Problem
Reproduce verbatim the final portion of the material below, from the line containing "angeles flag and record integer pixel coordinates." through its last line, and nothing else.

Provided information
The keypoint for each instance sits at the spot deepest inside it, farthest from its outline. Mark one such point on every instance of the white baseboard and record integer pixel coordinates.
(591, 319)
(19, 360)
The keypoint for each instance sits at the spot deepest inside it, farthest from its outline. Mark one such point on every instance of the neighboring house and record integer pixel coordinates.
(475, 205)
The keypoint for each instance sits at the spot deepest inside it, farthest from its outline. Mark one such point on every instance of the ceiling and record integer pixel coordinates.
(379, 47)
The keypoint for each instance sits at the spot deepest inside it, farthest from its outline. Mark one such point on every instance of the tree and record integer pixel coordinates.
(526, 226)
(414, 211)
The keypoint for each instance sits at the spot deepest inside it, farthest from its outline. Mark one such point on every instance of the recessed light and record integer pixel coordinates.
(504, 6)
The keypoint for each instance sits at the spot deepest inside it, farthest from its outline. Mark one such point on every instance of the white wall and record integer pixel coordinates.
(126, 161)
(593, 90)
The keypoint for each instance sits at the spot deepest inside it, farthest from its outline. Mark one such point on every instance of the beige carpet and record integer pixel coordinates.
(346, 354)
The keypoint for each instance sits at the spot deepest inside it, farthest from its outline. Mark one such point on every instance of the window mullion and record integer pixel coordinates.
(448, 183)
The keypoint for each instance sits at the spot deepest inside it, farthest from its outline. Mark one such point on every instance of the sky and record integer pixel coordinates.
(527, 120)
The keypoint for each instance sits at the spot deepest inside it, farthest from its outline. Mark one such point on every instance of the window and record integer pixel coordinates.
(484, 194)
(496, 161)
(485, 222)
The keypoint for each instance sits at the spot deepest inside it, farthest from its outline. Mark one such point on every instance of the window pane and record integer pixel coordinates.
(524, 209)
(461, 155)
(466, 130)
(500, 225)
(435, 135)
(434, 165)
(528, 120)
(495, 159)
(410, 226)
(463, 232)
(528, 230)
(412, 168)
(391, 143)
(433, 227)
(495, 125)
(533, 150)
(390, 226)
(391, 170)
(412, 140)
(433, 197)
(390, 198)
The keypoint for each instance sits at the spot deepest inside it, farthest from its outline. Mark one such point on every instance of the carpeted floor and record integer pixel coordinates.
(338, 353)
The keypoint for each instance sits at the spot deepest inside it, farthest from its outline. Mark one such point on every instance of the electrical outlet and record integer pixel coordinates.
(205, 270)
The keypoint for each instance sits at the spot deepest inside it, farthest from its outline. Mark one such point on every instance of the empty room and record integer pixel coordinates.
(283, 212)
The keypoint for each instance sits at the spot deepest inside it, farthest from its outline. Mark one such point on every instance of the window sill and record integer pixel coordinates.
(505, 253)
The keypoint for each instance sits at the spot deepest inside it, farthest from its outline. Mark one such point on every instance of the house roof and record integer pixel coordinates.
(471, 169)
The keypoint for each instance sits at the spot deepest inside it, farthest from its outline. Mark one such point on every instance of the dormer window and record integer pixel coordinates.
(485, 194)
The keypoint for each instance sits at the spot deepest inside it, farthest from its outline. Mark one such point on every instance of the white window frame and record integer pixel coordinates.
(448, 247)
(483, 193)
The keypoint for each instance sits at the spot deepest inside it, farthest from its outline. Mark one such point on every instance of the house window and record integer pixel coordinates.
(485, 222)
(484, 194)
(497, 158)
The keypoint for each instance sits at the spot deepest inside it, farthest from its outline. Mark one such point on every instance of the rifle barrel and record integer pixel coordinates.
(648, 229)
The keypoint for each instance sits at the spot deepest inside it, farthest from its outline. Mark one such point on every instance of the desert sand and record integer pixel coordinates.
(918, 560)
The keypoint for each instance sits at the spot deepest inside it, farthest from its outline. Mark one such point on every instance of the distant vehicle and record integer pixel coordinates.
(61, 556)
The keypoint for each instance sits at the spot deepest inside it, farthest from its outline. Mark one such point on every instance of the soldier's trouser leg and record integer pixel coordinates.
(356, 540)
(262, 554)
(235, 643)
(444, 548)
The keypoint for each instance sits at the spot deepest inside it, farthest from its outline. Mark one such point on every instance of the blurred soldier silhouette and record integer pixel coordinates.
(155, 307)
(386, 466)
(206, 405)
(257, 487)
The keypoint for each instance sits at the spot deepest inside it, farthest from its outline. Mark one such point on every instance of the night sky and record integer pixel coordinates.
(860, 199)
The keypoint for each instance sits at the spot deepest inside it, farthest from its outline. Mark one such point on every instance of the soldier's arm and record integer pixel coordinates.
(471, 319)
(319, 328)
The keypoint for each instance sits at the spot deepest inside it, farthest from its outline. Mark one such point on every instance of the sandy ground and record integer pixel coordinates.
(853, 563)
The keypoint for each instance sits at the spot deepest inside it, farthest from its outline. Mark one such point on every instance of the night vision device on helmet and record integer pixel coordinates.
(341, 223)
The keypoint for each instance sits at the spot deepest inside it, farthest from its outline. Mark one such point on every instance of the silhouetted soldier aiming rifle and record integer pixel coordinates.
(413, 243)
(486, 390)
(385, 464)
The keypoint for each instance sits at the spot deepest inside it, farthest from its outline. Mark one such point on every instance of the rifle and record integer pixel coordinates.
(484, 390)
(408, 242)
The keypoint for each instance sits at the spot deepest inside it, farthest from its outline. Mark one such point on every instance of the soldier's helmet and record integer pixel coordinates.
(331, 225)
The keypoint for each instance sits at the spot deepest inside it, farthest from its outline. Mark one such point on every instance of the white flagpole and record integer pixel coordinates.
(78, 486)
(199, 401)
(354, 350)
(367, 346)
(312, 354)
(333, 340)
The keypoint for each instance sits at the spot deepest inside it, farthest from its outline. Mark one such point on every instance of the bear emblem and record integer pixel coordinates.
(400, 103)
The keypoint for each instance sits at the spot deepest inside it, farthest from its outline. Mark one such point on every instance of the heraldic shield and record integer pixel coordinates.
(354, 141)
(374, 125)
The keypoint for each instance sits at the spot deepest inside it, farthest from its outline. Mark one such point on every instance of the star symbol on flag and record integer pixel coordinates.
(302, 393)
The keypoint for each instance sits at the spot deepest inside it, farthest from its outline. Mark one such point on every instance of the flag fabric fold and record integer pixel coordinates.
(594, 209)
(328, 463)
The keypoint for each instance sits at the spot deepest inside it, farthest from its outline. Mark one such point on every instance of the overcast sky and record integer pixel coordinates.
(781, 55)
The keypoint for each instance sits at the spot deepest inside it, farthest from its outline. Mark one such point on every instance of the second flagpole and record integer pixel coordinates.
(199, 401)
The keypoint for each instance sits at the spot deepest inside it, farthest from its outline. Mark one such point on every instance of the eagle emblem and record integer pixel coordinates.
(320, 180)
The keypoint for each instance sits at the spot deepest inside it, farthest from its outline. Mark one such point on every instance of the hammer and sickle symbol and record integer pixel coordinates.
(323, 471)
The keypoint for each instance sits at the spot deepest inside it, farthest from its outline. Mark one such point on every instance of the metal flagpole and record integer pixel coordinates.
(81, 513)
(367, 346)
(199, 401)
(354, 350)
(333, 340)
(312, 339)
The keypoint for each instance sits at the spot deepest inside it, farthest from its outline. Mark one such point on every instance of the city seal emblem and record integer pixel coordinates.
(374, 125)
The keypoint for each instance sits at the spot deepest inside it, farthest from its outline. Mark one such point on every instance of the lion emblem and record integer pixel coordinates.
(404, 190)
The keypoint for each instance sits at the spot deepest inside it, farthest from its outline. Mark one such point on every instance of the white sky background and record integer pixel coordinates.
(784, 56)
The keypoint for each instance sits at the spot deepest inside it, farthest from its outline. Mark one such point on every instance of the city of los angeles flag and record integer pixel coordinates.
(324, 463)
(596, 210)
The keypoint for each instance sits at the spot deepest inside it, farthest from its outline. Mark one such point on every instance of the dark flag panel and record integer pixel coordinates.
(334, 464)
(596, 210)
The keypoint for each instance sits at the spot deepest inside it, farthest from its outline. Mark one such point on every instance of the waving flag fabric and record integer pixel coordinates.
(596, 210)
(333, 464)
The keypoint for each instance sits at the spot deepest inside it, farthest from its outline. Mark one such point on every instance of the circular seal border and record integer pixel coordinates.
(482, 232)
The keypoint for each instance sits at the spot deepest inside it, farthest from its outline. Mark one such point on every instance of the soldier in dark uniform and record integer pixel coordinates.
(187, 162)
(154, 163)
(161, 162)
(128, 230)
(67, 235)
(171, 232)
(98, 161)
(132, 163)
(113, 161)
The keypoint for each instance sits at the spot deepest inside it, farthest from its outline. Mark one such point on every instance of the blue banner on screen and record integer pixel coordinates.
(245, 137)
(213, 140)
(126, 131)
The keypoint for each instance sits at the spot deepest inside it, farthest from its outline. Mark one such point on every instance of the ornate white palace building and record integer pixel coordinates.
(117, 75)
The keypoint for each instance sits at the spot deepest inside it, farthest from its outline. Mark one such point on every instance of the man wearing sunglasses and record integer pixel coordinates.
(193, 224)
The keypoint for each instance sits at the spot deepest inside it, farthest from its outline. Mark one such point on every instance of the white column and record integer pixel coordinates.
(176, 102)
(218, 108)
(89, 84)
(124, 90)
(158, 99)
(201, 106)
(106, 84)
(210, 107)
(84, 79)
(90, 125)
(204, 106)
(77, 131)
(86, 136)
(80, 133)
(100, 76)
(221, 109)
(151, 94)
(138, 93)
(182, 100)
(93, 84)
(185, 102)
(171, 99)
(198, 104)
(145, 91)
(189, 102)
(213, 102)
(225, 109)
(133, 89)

The output
The keypoint for each instance sits at the spot deepest inside it, farthest from its outline. Mark one such point on every instance of the city of los angeles flag and record integer pixel coordinates.
(324, 463)
(596, 210)
The keypoint for each instance sits at the spot deepest inside it, farthest from its outline. Mark one such point on every instance of the dark flag panel and record integer pixel coordinates.
(334, 464)
(596, 210)
The keypoint for each instance sits at the spot deepest inside it, farthest from its outline. Mark one such point on every instance of the waving flag fabric and record integer pixel coordinates.
(596, 210)
(333, 464)
The keypoint for each instance sits at the spot deepest inside it, farthest from its outline. Mark one such point on every instance of the circular seal border and record integer pixel coordinates.
(482, 232)
The keypoint for each instance sits at the spot deepest inside it, farthest from its outline. Mark one such point on every instance of the soldier in dark uniform and record integer pixel coordinates.
(187, 162)
(154, 163)
(161, 162)
(128, 230)
(67, 235)
(171, 232)
(98, 161)
(132, 163)
(113, 161)
The keypoint for each instance sits at the spot deepest inside it, farthest from its outline. Mark one such point on every instance of the blue banner on screen and record integer pixel coordinates.
(245, 137)
(213, 140)
(126, 131)
The keypoint for each instance sits at the spot deepest inside it, farthest from its outline. Mark one such point on every instance of the ornate white palace building and record integer pixel coordinates.
(117, 75)
The keypoint for each instance sits at the spot deepest inside it, farthest from its outline. Mark one such point on every instance of the man wearing sunglasses and record integer pixel coordinates.
(193, 224)
The keypoint for each instance sits at the spot deepest inside it, farthest from its outline. Mark one such point on every instance of the white column and record integer pixel coordinates.
(176, 102)
(218, 108)
(89, 84)
(124, 90)
(158, 99)
(201, 106)
(106, 84)
(210, 107)
(84, 79)
(90, 125)
(204, 106)
(77, 131)
(86, 136)
(80, 133)
(100, 76)
(221, 109)
(151, 94)
(138, 93)
(182, 100)
(93, 84)
(185, 102)
(171, 99)
(198, 104)
(145, 91)
(189, 102)
(213, 102)
(225, 109)
(133, 89)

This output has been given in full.